# Excerpt:
========================================

Member of the Legislative Assembly of Ontario for Waterloo South
- In office 1963–1975
- Preceded by: Raymond Munro Myers
- Succeeded by: Riding abolished

28th Speaker of the Legislative Assembly of Ontario
- In office 1971–1974
- Preceded by: Frederick Cass
- Succeeded by: Russell Rowe

Personal details
- Born: August 9, 1914 Preston, Ontario
- Died: December 31, 1982 (aged 68)
- Party: Progressive Conservative

= Allan Reuter =

Canadian politician (1914–1982)

Allan Edward Reuter (August 9, 1914 - December 31, 1982) was a Canadian politician and Speaker of the Legislative Assembly of Ontario in the 1970s.

The eldest of six children, Reuter was born in Preston, Ontario. His father, Stanley was a wood pattern maker. Reuter dropped out of high school at the age of sixteen in order to help support his family by taking a job as an office boy at the Savage Shoe Company. He was office manager when he joined the Royal Canadian Naval Volunteer Reserve in 1943. Discharged from the service at the end of World War II he opened a practice as an accountant and trustee-in-bankruptcy.

Reuter was elected to the Preston town council in 1959 but resigned in 1961 in protest of the method in which the reeve was chosen. He returned in 1962 as mayor and then ran for and was elected to the Legislative Assembly of Ontario as the Progressive Conservative MPP for Waterloo South in the 1963 provincial election and was re-elected in 1967 and 1971.

Premier John Robarts appointed Reuter as Deputy Speaker and Chairman of the Committee of the Whole House in 1968. In 1971, he was appointed Speaker by Premier Bill Davis. He resigned as Speaker in October 1974 due to poor health and did not run in the 1975 provincial election.

In 1997, he was named to the Cambridge Hall of Fame.

He died in Cambridge Memorial Hospital at the age of 68.

========================================

# Information provided:
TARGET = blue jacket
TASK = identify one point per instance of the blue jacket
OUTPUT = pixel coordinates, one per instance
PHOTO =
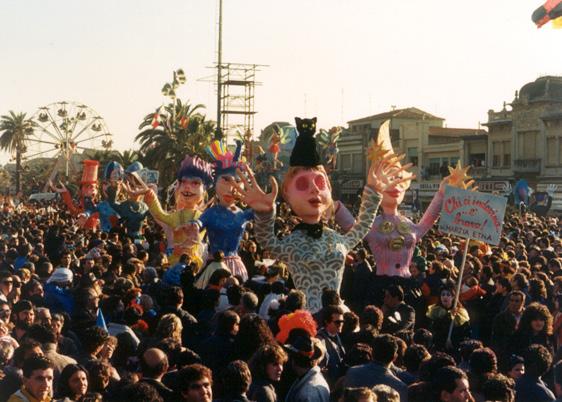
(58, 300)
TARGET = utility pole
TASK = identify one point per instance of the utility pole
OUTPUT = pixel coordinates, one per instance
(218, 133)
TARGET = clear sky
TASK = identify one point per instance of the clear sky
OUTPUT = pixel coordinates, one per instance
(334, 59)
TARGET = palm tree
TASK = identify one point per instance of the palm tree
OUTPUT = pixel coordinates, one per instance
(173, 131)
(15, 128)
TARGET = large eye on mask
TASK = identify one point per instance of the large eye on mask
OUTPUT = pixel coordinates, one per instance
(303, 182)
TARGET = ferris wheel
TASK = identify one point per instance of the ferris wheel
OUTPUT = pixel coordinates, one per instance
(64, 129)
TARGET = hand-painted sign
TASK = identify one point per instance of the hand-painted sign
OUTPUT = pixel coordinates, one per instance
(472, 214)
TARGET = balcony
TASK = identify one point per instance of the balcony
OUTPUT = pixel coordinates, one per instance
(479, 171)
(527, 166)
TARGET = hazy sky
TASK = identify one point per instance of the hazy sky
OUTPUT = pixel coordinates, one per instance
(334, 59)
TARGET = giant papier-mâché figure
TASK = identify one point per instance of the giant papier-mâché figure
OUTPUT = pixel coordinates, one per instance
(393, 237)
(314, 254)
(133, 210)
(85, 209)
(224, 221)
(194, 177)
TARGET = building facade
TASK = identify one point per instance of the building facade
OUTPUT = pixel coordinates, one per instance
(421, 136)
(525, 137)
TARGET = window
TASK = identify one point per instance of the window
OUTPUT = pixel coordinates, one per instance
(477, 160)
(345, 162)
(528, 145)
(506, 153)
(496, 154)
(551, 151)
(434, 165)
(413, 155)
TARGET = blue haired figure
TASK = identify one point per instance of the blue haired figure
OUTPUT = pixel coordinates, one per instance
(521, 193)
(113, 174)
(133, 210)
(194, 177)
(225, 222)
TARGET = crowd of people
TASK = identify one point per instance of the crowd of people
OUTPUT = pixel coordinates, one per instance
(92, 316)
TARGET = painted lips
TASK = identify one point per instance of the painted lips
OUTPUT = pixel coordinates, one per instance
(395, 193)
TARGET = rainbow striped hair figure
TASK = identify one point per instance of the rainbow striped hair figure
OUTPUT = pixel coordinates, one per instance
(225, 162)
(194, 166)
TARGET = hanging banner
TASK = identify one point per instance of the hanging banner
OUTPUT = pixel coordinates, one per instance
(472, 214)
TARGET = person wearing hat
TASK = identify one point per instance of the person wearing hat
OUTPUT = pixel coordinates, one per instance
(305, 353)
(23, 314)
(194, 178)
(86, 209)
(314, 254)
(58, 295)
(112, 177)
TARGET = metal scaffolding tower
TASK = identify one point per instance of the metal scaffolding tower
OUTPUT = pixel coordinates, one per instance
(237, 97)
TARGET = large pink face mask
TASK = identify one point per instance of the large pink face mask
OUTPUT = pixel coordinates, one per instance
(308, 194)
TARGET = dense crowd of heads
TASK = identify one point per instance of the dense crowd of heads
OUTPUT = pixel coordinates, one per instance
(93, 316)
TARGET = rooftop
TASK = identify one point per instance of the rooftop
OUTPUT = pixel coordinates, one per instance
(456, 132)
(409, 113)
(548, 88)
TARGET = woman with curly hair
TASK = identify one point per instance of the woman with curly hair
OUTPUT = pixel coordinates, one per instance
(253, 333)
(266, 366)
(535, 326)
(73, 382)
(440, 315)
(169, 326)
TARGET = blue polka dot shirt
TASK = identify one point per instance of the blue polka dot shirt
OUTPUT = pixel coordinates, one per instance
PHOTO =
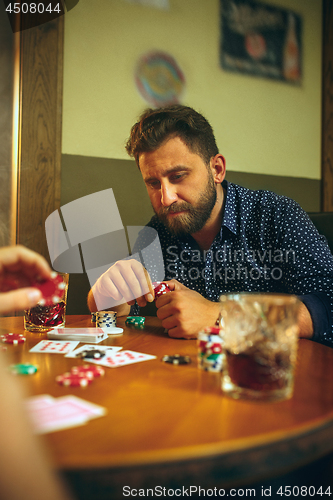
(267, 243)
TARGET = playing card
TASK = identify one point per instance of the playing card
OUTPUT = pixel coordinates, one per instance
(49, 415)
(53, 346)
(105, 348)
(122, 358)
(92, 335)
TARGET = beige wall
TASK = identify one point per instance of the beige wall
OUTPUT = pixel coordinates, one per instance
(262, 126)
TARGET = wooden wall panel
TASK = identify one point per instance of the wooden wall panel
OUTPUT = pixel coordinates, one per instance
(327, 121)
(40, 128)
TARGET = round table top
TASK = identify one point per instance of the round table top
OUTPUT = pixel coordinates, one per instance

========================================

Extract, word for word, everything in the Allan Reuter text from "Personal details" down to "in the 1970s.". Answer from the text alone, not from the lines.

Personal details
- Born: August 9, 1914 Preston, Ontario
- Died: December 31, 1982 (aged 68)
- Party: Progressive Conservative

= Allan Reuter =

Canadian politician (1914–1982)

Allan Edward Reuter (August 9, 1914 - December 31, 1982) was a Canadian politician and Speaker of the Legislative Assembly of Ontario in the 1970s.